# START OF SUPPLIED DATA

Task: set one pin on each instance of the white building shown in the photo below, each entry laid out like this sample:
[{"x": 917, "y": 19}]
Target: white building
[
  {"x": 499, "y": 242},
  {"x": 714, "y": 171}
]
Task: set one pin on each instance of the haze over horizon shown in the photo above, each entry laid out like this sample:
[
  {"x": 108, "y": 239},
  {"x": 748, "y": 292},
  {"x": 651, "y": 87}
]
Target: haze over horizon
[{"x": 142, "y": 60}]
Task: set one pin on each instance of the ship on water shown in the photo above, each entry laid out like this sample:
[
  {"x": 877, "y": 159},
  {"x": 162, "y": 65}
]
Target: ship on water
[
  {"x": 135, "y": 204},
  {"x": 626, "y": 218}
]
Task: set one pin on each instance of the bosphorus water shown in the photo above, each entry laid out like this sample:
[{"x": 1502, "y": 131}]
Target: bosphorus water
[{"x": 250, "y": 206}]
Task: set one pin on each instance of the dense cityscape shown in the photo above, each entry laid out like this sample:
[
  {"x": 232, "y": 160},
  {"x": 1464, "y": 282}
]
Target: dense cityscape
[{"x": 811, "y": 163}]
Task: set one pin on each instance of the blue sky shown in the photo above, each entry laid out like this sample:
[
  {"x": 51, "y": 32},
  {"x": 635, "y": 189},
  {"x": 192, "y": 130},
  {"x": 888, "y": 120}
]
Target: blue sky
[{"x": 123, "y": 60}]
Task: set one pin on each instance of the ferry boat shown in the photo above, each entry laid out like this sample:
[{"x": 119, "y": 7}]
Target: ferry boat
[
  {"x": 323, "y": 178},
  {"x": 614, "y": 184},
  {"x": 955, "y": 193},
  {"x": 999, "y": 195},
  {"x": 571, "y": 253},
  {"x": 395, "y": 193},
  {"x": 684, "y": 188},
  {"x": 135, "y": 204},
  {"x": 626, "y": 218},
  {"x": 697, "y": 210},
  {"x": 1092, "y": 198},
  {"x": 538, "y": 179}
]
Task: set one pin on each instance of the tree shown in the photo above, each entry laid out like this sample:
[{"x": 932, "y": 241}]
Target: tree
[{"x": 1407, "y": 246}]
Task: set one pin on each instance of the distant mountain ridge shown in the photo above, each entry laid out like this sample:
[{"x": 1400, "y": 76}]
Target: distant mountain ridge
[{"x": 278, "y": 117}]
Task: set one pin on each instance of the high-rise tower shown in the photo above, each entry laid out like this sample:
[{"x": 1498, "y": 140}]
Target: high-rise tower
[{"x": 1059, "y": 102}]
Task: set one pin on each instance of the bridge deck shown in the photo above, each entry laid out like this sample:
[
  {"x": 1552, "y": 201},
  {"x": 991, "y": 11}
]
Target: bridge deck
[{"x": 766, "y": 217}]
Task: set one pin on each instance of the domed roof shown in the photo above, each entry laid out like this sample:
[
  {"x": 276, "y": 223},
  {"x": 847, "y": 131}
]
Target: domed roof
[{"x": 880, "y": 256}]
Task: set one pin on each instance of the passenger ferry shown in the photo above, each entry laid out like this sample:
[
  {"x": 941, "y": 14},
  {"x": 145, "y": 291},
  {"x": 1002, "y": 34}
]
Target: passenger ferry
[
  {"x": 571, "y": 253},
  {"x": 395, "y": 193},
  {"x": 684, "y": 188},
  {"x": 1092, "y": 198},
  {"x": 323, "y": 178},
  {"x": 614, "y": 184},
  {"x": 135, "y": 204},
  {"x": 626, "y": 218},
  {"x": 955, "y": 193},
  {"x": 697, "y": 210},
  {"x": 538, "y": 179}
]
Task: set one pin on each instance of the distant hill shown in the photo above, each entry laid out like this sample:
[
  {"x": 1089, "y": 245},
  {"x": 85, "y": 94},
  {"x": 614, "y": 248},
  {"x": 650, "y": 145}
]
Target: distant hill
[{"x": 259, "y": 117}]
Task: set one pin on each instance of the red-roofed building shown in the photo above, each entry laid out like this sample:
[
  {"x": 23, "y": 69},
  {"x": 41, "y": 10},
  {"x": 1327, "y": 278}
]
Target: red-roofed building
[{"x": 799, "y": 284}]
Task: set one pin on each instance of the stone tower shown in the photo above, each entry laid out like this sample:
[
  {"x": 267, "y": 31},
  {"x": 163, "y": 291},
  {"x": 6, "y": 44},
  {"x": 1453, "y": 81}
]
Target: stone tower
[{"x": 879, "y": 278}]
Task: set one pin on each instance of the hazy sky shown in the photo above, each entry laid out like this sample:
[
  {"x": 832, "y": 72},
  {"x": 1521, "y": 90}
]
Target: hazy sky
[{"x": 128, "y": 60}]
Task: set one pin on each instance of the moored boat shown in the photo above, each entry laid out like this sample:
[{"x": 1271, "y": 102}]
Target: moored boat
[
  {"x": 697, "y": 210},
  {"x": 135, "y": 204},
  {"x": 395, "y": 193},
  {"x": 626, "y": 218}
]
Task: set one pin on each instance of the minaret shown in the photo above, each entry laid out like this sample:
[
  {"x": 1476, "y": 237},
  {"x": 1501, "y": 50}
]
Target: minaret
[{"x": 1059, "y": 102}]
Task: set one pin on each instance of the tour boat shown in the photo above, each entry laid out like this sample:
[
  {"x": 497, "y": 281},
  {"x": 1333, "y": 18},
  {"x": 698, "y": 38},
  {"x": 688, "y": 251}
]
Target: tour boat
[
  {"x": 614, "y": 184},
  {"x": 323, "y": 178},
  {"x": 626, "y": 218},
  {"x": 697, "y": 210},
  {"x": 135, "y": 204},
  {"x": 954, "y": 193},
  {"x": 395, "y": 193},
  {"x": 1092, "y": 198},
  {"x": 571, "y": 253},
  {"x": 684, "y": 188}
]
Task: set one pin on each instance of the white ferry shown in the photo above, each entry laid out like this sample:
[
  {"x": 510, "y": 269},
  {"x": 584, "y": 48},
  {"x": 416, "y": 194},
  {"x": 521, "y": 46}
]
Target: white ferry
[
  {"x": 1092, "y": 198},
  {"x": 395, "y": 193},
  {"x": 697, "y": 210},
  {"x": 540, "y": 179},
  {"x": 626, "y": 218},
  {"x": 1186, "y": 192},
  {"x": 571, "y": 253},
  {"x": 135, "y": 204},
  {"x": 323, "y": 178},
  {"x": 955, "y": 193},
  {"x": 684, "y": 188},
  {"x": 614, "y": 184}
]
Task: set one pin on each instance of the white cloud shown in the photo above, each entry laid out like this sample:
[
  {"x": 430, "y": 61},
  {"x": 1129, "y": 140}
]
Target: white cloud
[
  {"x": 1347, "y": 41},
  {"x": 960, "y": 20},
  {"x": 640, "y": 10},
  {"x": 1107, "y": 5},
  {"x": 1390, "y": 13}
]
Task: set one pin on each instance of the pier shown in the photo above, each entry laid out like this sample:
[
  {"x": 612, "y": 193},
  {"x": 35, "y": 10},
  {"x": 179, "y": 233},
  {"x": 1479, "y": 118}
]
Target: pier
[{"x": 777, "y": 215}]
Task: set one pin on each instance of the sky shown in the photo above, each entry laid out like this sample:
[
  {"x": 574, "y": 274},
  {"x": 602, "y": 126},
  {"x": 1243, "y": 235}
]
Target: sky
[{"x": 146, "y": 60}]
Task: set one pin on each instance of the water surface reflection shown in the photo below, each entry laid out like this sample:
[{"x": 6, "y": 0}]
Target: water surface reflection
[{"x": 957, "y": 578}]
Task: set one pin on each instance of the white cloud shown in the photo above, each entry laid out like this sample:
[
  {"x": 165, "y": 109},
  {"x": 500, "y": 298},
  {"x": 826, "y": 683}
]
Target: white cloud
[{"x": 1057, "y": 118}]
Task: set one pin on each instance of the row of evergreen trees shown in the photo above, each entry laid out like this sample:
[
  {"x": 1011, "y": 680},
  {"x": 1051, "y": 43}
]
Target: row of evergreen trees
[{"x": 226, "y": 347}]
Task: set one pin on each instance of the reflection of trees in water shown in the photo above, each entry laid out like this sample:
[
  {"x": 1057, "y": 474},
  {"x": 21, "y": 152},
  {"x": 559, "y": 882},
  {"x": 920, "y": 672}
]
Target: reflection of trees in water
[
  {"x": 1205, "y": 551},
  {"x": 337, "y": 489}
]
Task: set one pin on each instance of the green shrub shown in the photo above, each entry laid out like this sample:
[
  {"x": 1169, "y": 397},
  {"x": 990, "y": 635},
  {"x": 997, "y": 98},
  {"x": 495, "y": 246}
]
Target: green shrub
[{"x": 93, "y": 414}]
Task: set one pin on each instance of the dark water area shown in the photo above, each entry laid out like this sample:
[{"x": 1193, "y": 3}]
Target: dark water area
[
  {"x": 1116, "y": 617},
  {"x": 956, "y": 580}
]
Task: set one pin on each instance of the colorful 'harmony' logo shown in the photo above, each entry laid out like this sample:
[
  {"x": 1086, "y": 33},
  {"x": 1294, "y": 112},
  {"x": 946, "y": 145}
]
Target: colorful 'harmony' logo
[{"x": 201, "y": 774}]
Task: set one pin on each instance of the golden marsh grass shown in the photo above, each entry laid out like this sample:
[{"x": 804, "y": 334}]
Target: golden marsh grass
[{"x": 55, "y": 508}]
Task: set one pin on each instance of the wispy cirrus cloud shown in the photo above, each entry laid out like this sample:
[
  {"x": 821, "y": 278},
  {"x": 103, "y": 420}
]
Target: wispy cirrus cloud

# END OF SUPPLIED DATA

| WHAT THIS TASK INVOLVES |
Reproduce verbatim every line of the data above, from the line containing "Task: set one pin on each instance of the colorful" through the last line, inclusive.

| CORRECT RESULT |
Task: set one pin on each instance of the colorful 'harmony' logo shown in the photo above, each entry laid out like this sample:
[
  {"x": 1086, "y": 33},
  {"x": 1294, "y": 112},
  {"x": 946, "y": 145}
]
Target: colorful 'harmony' logo
[{"x": 201, "y": 774}]
Task: set one pin on each instance of the golden marsh grass shown in the photo above, each entry laid out like this sample:
[{"x": 804, "y": 334}]
Target: golden marsh grass
[{"x": 55, "y": 508}]
Task: set one pin on each instance of the wispy cirrus cloud shown in the photo above, each entry laid out like this sample:
[
  {"x": 821, "y": 278},
  {"x": 103, "y": 420}
]
Target: wispy cirrus cloud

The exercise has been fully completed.